■ Problems and tasks
[A] According to the Saturn INT-20 text, which launch site is listed for the rocket?
[B] Reproduce the portion of the Saturn INT-20 text starting with "- Country of" and going on through "kg (133,400 lb)", substituting "USA" for "United States".
[C] Carry on writing the Saturn INT-20 text from the point where it stops.

====== Supplied passage

Saturn INT-20
- Function: Manned LEO launch vehicle
- Manufacturer: Boeing (S-IC) Douglas (S-IVB)
- Country of origin: United States

Size
- Height: 85 m (279 ft)
- Diameter: 10 m (33 ft)
- Mass: 2,304,000 kg (5,079,000 lb)
- Stages: 2

Capacity

Payload to LEO
- Mass: 60,500 kg (133,400 lb)

Launch history
- Status: Proposal
- Launch sites: LC-39, Kennedy Space Center

First stage - S-IC
- Engines: 3-5 Rocketdyne F-1
- Thrust: 34.02 MN (7,650,000 lb_{f})
- Burn time: 212 seconds
- Propellant: RP-1 / LOX

Second stage S-IVB
- Engines: 1 Rocketdyne J-2
- Thrust: 1 MN (220,000 lb_{f})
- Burn time: ~475 seconds
- Propellant: LH_{2} / LOX

= Saturn INT-20 =

Proposed heavy-lift rocket

The Saturn INT-20 was a proposed intermediate-payload follow-on from the Apollo Saturn V launch vehicle. A conical-form interstage would be fitted on top of the S-IC stage to support the S-IVB stage, so it could be considered either a retrofitted Saturn IB with a more powerful first stage, or a stubby, cut-down Saturn V without the S-II second stage.

============
====== Items

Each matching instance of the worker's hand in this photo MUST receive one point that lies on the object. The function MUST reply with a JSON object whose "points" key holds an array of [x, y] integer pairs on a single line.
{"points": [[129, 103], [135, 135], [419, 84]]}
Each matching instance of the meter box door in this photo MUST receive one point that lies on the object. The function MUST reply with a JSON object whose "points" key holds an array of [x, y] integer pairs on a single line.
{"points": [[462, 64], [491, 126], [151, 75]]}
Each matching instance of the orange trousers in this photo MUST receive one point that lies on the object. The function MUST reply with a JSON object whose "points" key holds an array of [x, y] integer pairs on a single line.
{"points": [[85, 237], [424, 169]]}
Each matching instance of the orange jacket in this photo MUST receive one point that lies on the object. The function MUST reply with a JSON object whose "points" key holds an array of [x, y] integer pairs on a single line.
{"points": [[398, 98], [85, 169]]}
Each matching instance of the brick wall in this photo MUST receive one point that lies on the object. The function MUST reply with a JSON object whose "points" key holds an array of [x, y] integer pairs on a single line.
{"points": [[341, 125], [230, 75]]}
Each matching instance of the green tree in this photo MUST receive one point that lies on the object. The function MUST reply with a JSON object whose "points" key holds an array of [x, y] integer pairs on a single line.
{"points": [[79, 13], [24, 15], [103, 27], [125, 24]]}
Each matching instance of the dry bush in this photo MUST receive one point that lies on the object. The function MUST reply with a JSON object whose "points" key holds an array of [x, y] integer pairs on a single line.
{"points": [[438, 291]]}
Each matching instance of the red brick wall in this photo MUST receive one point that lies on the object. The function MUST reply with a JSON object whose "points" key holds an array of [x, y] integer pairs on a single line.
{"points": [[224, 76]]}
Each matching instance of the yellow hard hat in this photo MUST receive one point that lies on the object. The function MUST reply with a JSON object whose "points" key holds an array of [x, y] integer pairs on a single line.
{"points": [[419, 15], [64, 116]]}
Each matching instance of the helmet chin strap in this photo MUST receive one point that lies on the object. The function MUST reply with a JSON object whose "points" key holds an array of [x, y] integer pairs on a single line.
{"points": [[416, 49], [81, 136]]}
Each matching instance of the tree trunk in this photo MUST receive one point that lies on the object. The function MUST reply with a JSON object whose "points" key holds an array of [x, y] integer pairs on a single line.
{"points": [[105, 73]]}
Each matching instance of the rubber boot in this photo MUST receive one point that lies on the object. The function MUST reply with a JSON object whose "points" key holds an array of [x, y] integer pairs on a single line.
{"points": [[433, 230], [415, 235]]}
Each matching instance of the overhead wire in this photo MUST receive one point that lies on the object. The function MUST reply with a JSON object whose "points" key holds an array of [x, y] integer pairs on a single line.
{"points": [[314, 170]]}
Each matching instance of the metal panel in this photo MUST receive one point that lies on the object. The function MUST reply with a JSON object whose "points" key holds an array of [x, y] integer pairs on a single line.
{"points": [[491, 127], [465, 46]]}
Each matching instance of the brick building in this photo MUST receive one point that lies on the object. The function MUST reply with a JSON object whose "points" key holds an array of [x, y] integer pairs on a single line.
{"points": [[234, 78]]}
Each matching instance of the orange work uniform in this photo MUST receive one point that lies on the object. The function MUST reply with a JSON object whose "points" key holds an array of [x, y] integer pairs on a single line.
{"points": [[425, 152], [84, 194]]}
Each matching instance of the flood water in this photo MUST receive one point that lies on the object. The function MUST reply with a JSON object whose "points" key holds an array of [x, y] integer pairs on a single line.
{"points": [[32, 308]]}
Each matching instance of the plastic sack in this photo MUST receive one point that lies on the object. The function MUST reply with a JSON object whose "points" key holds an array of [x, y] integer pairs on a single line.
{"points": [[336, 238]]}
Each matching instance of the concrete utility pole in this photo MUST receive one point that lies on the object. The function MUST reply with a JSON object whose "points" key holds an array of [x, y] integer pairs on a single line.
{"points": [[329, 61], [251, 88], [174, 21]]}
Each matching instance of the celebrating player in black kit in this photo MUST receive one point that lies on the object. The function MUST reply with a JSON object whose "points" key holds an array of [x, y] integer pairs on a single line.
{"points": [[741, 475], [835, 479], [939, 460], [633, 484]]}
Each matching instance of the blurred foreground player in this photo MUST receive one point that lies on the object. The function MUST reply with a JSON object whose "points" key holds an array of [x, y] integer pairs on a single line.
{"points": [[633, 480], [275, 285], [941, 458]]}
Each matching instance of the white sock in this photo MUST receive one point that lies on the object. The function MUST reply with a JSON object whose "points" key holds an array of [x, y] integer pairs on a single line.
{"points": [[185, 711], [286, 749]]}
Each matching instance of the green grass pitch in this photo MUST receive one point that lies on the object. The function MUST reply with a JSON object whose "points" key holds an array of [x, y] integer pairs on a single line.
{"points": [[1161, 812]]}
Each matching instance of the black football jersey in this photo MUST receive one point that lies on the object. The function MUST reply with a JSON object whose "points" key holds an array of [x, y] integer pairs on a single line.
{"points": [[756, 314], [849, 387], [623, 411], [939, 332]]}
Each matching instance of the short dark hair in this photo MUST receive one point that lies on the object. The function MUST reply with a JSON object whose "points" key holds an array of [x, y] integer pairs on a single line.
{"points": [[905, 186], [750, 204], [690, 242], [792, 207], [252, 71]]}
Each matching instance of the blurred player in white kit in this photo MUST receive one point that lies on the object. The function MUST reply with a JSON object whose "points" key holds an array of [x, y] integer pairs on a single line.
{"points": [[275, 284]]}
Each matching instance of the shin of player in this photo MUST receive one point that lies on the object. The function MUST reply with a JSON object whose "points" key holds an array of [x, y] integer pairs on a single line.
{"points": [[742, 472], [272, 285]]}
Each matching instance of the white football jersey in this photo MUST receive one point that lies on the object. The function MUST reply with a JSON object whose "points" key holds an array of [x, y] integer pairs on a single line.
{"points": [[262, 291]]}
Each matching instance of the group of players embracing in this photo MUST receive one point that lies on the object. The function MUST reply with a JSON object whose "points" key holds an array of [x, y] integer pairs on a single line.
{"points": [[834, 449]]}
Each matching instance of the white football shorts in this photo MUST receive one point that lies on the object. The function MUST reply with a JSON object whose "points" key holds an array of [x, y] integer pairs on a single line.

============

■ Task-by-task outputs
[A] LC-39, Kennedy Space Center.

[B]
- Country of origin: USA

Size
- Height: 85 m (279 ft)
- Diameter: 10 m (33 ft)
- Mass: 2,304,000 kg (5,079,000 lb)
- Stages: 2

Capacity

Payload to LEO
- Mass: 60,500 kg (133,400 lb)

[C]
Three variants were studied, one with three F-1 engines in the first stage, one with four, and one with five.

==Performance==

Without the S-II stage, which made up a large fraction of the mass of the Saturn V, a version of the INT-20 using an unmodified five-engine version of the S-IC booster would be greatly overpowered and accelerate substantially faster than the Saturn V. This would create excessive aerodynamic stress in the low atmosphere. Several solutions to this problem were considered.

Using the original five-engine S-IC would require three engines to be shut down 88 seconds after launch, with the remainder of the first-stage flight flown on only two engines. This meant that a considerable amount of the firing time would be carrying three engines of "dead weight". As a consequence the extra payload over a four-engine variant would only have been about one thousand pounds, and the extra cost and complexity of the fifth engine was unjustified.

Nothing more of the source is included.